Requirement: Type again, exactly, the lines below from the start through the line that includes "negative clicks: (463, 104)".

(Stored records)
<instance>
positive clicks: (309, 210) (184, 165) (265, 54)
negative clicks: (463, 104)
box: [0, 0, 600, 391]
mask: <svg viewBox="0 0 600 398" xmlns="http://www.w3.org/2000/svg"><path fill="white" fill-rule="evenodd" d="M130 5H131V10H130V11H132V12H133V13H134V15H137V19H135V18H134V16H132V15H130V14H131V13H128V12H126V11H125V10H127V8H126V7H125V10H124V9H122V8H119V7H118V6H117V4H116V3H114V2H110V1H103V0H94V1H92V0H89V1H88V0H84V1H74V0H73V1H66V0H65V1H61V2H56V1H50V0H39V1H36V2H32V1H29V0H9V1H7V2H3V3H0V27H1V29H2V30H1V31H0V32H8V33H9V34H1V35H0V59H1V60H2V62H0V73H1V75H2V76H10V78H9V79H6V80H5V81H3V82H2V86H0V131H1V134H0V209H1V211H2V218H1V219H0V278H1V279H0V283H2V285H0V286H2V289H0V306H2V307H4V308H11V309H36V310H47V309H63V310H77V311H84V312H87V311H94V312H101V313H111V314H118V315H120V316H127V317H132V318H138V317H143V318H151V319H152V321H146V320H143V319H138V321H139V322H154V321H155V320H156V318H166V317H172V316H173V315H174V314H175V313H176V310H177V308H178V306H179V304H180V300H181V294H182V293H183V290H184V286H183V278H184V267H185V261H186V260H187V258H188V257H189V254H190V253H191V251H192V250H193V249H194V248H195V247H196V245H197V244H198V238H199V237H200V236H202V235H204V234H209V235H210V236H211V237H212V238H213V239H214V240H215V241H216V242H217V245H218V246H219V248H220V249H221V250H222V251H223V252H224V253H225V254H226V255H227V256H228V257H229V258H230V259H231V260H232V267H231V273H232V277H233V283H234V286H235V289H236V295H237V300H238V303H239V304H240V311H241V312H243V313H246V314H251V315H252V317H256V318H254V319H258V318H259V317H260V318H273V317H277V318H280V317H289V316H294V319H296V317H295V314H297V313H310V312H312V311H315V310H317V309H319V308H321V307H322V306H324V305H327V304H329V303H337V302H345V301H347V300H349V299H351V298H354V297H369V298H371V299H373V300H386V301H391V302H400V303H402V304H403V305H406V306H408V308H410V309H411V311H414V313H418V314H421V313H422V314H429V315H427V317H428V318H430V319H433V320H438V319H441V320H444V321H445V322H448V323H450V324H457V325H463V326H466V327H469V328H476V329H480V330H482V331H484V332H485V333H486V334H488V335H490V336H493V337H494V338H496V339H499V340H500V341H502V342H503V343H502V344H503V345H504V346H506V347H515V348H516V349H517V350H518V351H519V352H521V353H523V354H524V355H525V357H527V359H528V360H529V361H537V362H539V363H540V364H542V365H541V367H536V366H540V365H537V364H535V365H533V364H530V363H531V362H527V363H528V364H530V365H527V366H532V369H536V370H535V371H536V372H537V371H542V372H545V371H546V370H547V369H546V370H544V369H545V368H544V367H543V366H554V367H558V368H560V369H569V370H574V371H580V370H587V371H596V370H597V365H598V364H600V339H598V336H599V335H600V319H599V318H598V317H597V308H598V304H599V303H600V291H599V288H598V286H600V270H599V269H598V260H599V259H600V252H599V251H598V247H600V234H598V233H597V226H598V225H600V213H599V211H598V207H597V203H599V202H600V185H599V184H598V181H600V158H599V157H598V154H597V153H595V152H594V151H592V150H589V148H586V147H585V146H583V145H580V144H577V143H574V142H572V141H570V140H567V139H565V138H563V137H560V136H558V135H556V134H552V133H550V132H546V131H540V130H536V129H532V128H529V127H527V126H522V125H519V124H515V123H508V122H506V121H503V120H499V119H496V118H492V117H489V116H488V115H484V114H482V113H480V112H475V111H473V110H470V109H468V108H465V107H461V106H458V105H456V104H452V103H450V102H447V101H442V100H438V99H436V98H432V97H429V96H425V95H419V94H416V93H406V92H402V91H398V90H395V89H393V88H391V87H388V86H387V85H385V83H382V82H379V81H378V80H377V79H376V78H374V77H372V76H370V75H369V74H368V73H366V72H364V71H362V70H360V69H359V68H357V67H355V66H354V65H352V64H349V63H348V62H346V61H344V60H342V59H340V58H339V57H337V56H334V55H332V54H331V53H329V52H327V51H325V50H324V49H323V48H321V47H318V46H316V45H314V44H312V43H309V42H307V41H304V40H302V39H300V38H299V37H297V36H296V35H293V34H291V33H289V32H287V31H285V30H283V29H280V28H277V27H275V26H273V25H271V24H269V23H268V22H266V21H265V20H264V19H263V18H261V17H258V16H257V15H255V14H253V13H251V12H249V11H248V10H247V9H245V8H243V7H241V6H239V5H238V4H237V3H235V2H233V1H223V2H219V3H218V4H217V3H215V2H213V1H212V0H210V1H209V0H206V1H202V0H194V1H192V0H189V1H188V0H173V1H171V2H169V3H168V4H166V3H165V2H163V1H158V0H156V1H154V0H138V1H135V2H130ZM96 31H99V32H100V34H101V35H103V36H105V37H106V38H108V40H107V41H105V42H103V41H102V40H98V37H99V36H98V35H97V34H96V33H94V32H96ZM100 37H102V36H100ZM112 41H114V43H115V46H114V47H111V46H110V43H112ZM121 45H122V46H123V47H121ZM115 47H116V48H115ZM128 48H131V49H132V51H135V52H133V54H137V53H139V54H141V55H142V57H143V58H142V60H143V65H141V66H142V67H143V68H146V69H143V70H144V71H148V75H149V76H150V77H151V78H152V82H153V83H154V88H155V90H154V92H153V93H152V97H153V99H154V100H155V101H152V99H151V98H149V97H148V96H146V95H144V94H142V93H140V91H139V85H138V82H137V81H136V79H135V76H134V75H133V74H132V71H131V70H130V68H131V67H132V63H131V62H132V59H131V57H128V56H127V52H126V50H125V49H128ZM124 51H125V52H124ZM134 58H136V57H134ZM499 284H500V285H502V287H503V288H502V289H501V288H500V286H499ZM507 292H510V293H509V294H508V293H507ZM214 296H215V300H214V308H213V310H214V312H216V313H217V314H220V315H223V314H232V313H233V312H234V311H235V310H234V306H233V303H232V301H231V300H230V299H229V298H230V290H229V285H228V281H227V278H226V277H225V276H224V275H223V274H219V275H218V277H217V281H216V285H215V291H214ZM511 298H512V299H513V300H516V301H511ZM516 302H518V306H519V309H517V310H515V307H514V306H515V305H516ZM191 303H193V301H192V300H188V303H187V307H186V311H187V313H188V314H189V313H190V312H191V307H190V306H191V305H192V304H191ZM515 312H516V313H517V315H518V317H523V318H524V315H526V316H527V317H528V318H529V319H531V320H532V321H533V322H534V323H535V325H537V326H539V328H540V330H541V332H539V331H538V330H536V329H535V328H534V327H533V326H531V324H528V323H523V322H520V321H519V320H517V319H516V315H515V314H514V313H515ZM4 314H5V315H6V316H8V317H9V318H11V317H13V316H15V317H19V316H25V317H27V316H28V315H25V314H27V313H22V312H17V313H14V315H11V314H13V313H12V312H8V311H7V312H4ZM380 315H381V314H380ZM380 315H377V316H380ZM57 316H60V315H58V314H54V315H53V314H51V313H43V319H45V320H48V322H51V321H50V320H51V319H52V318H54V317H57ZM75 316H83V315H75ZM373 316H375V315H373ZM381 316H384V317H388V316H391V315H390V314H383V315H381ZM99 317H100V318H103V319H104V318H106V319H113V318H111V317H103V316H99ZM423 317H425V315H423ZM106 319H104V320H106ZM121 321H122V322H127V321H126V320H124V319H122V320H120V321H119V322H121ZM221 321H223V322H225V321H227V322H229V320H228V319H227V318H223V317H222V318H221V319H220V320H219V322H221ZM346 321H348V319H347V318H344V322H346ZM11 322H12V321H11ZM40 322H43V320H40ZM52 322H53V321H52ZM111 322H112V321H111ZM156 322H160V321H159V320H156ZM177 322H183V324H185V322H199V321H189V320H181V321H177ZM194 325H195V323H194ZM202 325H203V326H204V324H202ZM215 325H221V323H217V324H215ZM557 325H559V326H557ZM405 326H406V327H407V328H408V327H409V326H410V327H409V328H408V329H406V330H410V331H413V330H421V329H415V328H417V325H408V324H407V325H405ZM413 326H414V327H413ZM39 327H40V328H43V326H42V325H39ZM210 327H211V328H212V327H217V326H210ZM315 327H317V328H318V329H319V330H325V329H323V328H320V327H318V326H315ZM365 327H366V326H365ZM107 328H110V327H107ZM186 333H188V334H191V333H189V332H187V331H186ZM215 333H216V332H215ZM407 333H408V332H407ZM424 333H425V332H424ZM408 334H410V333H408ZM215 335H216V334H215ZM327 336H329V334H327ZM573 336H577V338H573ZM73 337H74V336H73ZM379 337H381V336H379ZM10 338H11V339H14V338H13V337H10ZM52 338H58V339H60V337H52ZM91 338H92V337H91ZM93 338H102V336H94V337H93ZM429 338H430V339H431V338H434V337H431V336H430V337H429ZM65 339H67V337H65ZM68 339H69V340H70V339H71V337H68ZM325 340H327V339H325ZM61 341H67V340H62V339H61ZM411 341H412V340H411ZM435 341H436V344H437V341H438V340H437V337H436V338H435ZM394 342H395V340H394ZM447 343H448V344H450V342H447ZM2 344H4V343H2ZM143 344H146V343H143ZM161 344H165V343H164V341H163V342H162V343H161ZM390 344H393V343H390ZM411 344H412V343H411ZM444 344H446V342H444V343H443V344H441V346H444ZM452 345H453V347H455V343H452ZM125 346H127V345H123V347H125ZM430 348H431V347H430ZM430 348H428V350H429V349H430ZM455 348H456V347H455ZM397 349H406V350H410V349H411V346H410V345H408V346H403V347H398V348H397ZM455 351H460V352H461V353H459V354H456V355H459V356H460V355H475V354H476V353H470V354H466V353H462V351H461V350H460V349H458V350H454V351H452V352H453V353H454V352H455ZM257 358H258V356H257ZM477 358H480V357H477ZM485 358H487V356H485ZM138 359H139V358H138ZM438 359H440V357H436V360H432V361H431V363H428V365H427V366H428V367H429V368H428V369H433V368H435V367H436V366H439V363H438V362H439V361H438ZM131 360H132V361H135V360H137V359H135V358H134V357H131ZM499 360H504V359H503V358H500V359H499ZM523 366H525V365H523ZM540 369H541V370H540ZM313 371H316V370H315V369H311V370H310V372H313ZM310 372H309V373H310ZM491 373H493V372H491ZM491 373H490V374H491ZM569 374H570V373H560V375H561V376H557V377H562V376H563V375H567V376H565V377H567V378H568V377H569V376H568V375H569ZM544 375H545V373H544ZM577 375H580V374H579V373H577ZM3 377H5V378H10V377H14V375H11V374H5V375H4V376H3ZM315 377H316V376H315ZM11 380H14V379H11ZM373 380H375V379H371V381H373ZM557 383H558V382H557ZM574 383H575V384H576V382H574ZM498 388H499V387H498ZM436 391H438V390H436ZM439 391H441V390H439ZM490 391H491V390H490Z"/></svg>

Task response:
<instance>
positive clicks: (309, 210) (184, 165) (265, 54)
negative clicks: (463, 104)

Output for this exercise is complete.